Text:
• • •

Chinese insurer calls for debate on HSBC’s future as it pushes for break-up

Ping An, HSBC’s biggest shareholder, said it ‘supports all reforms and proposals from investors that can help HSBC’s operations and long-term growth’ in its first public comments after reportedly pushing to break up the bank.

Ping An Insurance Group made its first public statements about HSBC on Monday as it pushes for a potential break-up of the biggest of Hong Kong’s currency-issuing banks.

The Shenzhen-based company, which is HSBC’s biggest shareholder with a reportedly 9.2 per cent of the lender’s shares, has privately approached HSBC’s board of directors about spinning off the bank’s Asia business for a separate listing in Hong Kong, according to media reports.

“We support a debate about the future of the bank,” a Ping An spokesperson said. “We want shareholders to participate in the debate and to propose solutions for HSBC. Ping An supports all reforms and proposals from investors that can help HSBC’s operations and long-term growth.”

The public statements by China’s biggest insurer came just days after the London-based bank defended its strategy, arguing that its global scope linking trade and business from the East to West is the best way forward for the 157-year-old institution, which traces its roots to Hong Kong and Shanghai.

“We believe we’ve got the right strategy and are focused on executing it,” an HSBC spokeswoman said on Friday. “Delivering on this strategy is the fastest way to generate higher returns and maximise shareholder value.”

• • •

Data lines:
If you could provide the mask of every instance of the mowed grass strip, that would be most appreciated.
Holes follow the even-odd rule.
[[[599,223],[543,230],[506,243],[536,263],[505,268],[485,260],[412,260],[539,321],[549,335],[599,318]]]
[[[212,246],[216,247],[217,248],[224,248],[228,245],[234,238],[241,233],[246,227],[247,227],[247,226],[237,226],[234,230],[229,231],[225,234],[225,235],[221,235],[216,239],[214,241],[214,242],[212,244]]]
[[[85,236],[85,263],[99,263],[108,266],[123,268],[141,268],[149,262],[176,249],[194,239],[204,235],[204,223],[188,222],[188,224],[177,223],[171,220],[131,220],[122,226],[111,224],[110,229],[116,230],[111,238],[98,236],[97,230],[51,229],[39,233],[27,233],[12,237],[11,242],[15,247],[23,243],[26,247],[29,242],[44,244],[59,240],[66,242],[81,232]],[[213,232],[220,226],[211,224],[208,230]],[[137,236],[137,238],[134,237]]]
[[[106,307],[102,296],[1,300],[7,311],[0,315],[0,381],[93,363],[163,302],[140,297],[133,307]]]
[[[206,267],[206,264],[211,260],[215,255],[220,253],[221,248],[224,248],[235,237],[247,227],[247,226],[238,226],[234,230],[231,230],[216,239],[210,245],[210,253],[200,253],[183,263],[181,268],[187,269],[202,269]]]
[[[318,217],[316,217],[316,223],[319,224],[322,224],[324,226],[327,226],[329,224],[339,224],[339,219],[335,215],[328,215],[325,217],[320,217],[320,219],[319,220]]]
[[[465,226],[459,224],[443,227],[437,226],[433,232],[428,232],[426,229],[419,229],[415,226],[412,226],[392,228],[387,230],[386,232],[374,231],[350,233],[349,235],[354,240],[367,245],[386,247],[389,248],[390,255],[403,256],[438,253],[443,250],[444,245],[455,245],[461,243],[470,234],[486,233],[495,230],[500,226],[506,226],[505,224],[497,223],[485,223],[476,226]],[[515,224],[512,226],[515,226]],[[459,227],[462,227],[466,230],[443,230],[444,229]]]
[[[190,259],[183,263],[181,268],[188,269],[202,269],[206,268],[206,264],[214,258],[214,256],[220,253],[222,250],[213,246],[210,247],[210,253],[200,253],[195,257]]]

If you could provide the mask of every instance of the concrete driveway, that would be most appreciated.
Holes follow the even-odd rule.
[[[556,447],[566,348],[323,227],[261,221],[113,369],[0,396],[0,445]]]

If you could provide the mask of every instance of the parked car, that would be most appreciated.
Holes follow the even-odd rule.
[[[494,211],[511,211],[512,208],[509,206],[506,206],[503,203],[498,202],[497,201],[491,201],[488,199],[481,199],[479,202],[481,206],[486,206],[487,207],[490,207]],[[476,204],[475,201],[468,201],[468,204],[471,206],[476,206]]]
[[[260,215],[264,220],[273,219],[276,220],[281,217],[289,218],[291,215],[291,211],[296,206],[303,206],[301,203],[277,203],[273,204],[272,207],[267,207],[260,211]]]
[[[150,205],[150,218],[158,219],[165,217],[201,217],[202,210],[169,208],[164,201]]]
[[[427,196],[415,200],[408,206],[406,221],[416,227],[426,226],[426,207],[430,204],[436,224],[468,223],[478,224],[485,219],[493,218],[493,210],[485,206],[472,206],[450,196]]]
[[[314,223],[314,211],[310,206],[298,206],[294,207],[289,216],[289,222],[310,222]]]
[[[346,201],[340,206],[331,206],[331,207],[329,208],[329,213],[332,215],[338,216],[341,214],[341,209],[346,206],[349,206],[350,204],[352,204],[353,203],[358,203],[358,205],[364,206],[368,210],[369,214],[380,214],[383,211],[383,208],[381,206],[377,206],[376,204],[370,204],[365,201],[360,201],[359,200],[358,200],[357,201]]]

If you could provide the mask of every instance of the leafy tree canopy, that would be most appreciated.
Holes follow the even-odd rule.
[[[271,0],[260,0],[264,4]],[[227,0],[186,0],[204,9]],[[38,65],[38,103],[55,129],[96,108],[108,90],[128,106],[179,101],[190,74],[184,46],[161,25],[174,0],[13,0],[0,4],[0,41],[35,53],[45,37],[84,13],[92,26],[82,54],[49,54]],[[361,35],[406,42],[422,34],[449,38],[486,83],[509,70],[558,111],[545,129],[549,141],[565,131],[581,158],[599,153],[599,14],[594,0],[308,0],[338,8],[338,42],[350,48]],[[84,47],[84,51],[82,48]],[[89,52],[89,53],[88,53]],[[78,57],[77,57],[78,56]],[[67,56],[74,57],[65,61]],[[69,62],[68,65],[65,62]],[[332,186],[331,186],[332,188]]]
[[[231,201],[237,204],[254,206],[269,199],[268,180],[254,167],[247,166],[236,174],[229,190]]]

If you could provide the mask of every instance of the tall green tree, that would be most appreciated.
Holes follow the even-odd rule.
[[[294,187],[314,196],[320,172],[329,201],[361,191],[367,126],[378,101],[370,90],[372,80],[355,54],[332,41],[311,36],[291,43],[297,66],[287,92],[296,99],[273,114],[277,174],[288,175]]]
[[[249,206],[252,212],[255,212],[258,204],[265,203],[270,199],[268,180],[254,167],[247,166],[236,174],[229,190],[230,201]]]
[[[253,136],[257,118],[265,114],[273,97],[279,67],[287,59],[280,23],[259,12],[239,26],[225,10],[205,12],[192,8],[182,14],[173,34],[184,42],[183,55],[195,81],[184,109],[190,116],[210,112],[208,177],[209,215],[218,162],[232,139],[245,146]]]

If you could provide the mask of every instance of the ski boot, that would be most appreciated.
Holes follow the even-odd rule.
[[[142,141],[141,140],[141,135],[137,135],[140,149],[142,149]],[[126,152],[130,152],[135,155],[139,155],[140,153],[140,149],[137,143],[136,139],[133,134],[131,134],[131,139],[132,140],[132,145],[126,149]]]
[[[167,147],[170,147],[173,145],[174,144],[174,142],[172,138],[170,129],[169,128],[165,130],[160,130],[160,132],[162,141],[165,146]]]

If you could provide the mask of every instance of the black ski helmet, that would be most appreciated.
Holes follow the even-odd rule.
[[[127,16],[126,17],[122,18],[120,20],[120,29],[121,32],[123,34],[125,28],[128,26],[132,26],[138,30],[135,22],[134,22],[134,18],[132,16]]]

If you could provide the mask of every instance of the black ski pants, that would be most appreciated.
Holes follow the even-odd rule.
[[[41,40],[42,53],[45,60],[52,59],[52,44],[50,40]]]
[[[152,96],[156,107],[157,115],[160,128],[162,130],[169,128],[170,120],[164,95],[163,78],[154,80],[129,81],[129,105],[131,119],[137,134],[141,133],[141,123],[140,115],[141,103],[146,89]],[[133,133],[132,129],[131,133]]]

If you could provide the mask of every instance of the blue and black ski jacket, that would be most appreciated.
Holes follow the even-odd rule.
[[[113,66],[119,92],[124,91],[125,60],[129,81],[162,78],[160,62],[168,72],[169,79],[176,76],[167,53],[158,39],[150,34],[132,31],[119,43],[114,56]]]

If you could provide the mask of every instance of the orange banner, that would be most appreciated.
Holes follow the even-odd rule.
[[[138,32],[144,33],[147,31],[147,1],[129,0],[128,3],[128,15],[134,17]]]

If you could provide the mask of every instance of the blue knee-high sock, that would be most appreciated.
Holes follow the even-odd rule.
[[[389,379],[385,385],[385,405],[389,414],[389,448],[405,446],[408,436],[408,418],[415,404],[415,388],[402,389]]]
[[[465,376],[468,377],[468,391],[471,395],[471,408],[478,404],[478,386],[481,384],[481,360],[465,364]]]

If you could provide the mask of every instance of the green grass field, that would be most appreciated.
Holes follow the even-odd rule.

• • •

Problem description:
Extend the article on Ping An's push to break up HSBC, picking up after its last paragraph. These entries have no connection to the news article about Ping An and HSBC.

Right answer:
The lender’s CEO, Noel Quinn, has doubled down on Asia in the past year, announcing a plan to shift US$6 billion from underperforming businesses in Europe and the United States to growth businesses in the region. That includes sales of its American mass-market retail business and its French retail bank.

Part of that push is a greater focus on the long-term prospect of rising incomes in the Greater Bay Area and other parts of Asia.

HSBC has ramped up hiring in its wealth business in China and is set to take full control of its mainland insurance joint venture, HSBC Life China, and increased its stake in its Chinese securities joint venture, HSBC Qianhai Securities. It has also acquired AXA’s insurance business in Singapore and L&T Investment Management in India.

HSBC CEO Noel Quinn


Asia accounted for two thirds of its pre-tax profit in the first quarter, but Quinn said at the bank’s annual meeting on Friday that its global span remained important to underlying performance.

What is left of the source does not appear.